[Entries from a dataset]
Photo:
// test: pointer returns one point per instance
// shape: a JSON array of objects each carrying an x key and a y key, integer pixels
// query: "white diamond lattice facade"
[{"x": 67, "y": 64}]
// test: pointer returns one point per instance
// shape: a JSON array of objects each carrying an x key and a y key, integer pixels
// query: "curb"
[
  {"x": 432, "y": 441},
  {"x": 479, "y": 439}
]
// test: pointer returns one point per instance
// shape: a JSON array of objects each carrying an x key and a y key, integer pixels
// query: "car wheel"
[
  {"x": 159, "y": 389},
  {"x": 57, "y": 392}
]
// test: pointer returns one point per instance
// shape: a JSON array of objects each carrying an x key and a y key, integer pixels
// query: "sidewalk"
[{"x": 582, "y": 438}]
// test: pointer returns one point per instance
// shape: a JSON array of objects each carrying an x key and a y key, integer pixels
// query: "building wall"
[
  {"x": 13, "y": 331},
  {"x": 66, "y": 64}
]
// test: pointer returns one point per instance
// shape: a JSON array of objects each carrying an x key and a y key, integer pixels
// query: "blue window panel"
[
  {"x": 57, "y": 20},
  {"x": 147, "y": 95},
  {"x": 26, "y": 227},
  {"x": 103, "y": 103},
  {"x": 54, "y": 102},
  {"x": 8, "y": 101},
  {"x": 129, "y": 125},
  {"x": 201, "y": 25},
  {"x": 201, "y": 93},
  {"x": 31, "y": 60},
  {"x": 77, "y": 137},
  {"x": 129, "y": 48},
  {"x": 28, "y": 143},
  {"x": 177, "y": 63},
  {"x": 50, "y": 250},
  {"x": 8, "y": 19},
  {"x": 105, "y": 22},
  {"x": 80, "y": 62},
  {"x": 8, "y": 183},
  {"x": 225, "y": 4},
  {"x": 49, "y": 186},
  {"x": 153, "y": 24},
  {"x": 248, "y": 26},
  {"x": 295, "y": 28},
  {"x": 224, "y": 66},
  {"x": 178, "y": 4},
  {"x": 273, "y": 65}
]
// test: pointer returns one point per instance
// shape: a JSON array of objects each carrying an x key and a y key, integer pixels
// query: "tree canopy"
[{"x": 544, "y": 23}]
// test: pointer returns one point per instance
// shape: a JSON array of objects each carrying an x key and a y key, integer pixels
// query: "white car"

◆ **What you should do**
Write down the full listing again, exactly.

◆ **Exercise output**
Photo:
// test: pointer returns one point per instance
// shape: a JSON array of objects each carrying an x key and a y key, integer pixels
// query: "white diamond lattice facade"
[{"x": 67, "y": 64}]
// test: pointer returns one point per instance
// shape: a JSON array of objects each carrying an x key and a y key, integer pixels
// query: "curb"
[
  {"x": 432, "y": 441},
  {"x": 479, "y": 439}
]
// test: pointer returns one point per instance
// shape: a JSON array of objects each carrying an x key and a y key, integer pixels
// query: "car wheel"
[
  {"x": 159, "y": 389},
  {"x": 57, "y": 392}
]
// test: pointer returns one point per instance
// shape: a JSON array of objects each carrying an x key and a y key, integer pixels
// query: "sidewalk"
[{"x": 582, "y": 438}]
// test: pointer returns one point per instance
// shape: a JSON array of objects each carrying an x key and a y key, integer pixels
// query: "building wall"
[
  {"x": 13, "y": 331},
  {"x": 66, "y": 64}
]
// test: pointer returns one point per instance
// shape: a JSON array of objects each carrying an x key and a y key, integer pixels
// query: "blue window panel"
[
  {"x": 57, "y": 20},
  {"x": 147, "y": 95},
  {"x": 26, "y": 227},
  {"x": 103, "y": 103},
  {"x": 54, "y": 102},
  {"x": 8, "y": 101},
  {"x": 129, "y": 125},
  {"x": 201, "y": 25},
  {"x": 201, "y": 93},
  {"x": 31, "y": 60},
  {"x": 77, "y": 137},
  {"x": 129, "y": 48},
  {"x": 28, "y": 143},
  {"x": 177, "y": 63},
  {"x": 50, "y": 250},
  {"x": 8, "y": 19},
  {"x": 105, "y": 22},
  {"x": 80, "y": 62},
  {"x": 8, "y": 183},
  {"x": 225, "y": 4},
  {"x": 49, "y": 186},
  {"x": 153, "y": 24},
  {"x": 248, "y": 26},
  {"x": 295, "y": 28},
  {"x": 224, "y": 66},
  {"x": 178, "y": 4},
  {"x": 273, "y": 65}
]
// test: pointer returns one point per instance
// shape: a JSON array of objects each carrying an x key and a y key, integer pixels
// query: "tree canopy"
[{"x": 544, "y": 23}]
// test: pointer returns one point per instance
// shape: a JSON array of objects each carrying an x key and a y key, integer pixels
// query: "white car"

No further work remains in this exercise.